What is needed: Write out every entry again exactly as it stands.

Data to examine:
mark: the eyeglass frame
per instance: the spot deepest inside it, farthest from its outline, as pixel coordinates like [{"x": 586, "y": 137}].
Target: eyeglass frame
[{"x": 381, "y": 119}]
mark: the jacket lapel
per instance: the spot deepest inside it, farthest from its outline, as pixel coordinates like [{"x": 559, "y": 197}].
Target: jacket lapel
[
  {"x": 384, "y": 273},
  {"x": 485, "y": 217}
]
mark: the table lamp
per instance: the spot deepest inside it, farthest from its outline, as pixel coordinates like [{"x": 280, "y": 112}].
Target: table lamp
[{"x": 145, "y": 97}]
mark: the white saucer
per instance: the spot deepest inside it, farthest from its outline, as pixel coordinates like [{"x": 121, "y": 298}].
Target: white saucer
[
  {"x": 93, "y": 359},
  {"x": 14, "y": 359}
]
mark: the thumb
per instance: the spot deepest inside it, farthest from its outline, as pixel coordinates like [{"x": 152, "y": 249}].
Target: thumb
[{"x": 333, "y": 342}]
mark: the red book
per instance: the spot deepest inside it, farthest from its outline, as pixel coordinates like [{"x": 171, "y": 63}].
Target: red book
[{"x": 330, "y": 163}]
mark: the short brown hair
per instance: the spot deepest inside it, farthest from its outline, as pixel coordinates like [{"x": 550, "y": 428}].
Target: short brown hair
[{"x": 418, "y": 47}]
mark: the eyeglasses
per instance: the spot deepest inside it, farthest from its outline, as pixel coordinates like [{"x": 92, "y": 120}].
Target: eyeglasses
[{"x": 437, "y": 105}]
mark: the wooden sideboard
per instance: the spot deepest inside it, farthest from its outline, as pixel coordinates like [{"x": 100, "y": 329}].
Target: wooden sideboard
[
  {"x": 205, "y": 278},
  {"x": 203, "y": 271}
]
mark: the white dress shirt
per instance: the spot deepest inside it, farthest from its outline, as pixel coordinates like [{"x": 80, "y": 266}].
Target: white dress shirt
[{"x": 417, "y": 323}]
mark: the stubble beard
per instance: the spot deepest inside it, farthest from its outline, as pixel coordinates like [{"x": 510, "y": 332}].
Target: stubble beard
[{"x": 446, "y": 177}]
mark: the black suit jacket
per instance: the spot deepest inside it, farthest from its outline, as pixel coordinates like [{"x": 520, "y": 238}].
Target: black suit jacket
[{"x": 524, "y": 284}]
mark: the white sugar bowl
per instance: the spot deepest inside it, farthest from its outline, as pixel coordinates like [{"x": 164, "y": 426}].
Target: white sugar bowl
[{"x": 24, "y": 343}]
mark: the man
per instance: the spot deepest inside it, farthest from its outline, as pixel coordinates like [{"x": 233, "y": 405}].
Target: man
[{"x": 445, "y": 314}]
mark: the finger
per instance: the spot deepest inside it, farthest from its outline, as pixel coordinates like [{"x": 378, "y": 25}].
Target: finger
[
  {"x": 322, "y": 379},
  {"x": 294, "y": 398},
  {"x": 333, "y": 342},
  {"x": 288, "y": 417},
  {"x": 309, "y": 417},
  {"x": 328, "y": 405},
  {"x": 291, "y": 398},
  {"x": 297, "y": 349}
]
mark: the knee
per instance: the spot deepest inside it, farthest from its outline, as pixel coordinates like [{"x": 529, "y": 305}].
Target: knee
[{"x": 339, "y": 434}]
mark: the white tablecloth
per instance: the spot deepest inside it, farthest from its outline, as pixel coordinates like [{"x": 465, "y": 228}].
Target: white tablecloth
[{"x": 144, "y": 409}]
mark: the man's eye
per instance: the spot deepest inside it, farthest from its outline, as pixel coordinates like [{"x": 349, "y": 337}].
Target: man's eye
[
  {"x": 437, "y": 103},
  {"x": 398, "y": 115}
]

Exercise result:
mark: the eyeglass frame
per instance: the spot deepest inside it, farthest from its outline, as pixel coordinates like [{"x": 586, "y": 137}].
Target: eyeglass frame
[{"x": 381, "y": 119}]
mark: the jacket lapel
per instance: the spot deepest inside it, farthest from its outline, as pixel coordinates like [{"x": 559, "y": 197}].
Target: jacket lapel
[
  {"x": 384, "y": 273},
  {"x": 485, "y": 217}
]
mark: the table lamp
per instance: the spot deepest inside it, farthest from its outline, as pixel coordinates like [{"x": 280, "y": 112}].
Target: table lamp
[{"x": 145, "y": 97}]
mark: the white saucer
per instance: the spot deepest inside it, farthest from its outline, as pixel coordinates like [{"x": 121, "y": 298}].
Target: white saucer
[
  {"x": 93, "y": 359},
  {"x": 14, "y": 359}
]
mark: the thumb
per instance: the spot deepest inside it, farthest from its outline, as pixel coordinates like [{"x": 152, "y": 249}].
Target: thumb
[{"x": 333, "y": 342}]
mark: the red book
per instance: the spot deepest inside it, farthest from its outline, as pixel coordinates like [{"x": 171, "y": 63}].
Target: red book
[{"x": 330, "y": 163}]
mark: the short brown hair
per instance: the spot deepest inside it, farthest from its outline, as pixel coordinates like [{"x": 550, "y": 428}].
Target: short brown hair
[{"x": 418, "y": 47}]
mark: the eyeglasses
per instance: the spot deepest inside it, farthest from its outline, as pixel coordinates like [{"x": 92, "y": 120}].
Target: eyeglasses
[{"x": 437, "y": 105}]
mark: the wooden sideboard
per instance: the spot deepest inside it, farthest from its outline, as pixel coordinates like [{"x": 100, "y": 329}].
Target: wooden sideboard
[
  {"x": 205, "y": 278},
  {"x": 203, "y": 271}
]
mark: the white dress shirt
per instance: the spot deepest inside it, farthest from its outline, as pixel coordinates like [{"x": 80, "y": 266}].
Target: white dress shirt
[{"x": 417, "y": 323}]
mark: the stubble beard
per instance: the spot deepest inside it, farthest from its outline, as pixel coordinates like [{"x": 510, "y": 332}].
Target: stubble beard
[{"x": 446, "y": 177}]
mark: the black suit jacket
per instance: the spot deepest inside it, farthest from its outline, as pixel coordinates like [{"x": 520, "y": 238}].
Target: black suit jacket
[{"x": 524, "y": 284}]
mark: the white sugar bowl
per instance: the spot deepest inside it, farthest from its outline, as pixel coordinates like [{"x": 164, "y": 426}].
Target: white sugar bowl
[{"x": 24, "y": 343}]
mark: the man
per instance: the spot deepest inside it, farthest from its outline, as pixel coordinates like [{"x": 233, "y": 405}].
Target: man
[{"x": 445, "y": 314}]
mark: the finger
per instance: the spot deepest inside it, farthest from its outline, as pixel coordinates like [{"x": 378, "y": 25}].
Target: finger
[
  {"x": 322, "y": 379},
  {"x": 294, "y": 398},
  {"x": 333, "y": 342},
  {"x": 288, "y": 417},
  {"x": 309, "y": 417},
  {"x": 328, "y": 405},
  {"x": 291, "y": 398},
  {"x": 297, "y": 349}
]
mark: the knee
per instance: the spot deepest inside it, farthest from its outline, as pixel coordinates like [{"x": 529, "y": 305}].
Target: knee
[{"x": 339, "y": 434}]
mark: the white tablecloth
per instance: the spot deepest inside it, farthest from its outline, as pixel coordinates like [{"x": 465, "y": 228}].
Target: white tablecloth
[{"x": 144, "y": 409}]
mark: the man's eye
per instance: the spot deepest inside it, farthest from its outline, as pixel coordinates like [{"x": 349, "y": 337}].
Target: man's eye
[
  {"x": 437, "y": 103},
  {"x": 398, "y": 115}
]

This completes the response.